▶ **WHAT YOU NEED TO DO**: Reproduce word for word every line of the entries below, from the line containing "Target: runner's bare arm" through the final line, and nothing else.

▶ **SUPPLIED RECORDS**:
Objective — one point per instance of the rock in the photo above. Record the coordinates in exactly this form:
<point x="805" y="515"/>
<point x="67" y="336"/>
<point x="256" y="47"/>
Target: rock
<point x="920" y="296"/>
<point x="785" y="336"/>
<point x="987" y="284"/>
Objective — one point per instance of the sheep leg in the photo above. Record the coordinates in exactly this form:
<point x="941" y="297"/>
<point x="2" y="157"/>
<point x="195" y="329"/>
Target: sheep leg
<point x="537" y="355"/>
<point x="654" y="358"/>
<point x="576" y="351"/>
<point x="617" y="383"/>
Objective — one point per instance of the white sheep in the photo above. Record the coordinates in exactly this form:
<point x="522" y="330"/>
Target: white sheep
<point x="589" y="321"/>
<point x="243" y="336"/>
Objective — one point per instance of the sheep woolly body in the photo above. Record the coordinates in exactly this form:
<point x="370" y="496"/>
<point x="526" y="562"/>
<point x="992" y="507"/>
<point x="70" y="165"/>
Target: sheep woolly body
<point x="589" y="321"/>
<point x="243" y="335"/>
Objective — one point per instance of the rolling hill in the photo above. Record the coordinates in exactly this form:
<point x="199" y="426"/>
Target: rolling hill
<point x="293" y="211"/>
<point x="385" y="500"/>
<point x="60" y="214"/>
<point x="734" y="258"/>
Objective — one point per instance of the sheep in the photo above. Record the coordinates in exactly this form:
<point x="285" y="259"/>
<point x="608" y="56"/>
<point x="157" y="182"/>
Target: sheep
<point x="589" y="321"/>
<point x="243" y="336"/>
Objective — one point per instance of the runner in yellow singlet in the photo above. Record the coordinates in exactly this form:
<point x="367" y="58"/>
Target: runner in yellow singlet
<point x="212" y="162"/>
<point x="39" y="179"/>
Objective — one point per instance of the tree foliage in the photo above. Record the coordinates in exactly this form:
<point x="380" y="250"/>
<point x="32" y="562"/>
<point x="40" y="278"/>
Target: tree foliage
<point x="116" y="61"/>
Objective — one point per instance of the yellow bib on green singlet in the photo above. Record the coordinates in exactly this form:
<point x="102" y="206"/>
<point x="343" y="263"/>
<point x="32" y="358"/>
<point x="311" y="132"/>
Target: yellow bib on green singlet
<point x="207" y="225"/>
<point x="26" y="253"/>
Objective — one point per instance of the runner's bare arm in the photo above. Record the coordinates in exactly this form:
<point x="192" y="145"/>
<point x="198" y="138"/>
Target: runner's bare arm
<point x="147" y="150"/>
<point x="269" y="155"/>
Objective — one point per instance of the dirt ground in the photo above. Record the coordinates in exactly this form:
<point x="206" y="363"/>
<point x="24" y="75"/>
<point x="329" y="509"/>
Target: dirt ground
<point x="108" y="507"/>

▶ **RESPONSE TO THE EXERCISE**:
Target: runner's bare arm
<point x="147" y="150"/>
<point x="269" y="155"/>
Objective — one point per instance of the dirt ground in the photo above. Record the coordinates in exactly this form:
<point x="206" y="363"/>
<point x="24" y="75"/>
<point x="329" y="509"/>
Target: dirt ground
<point x="108" y="507"/>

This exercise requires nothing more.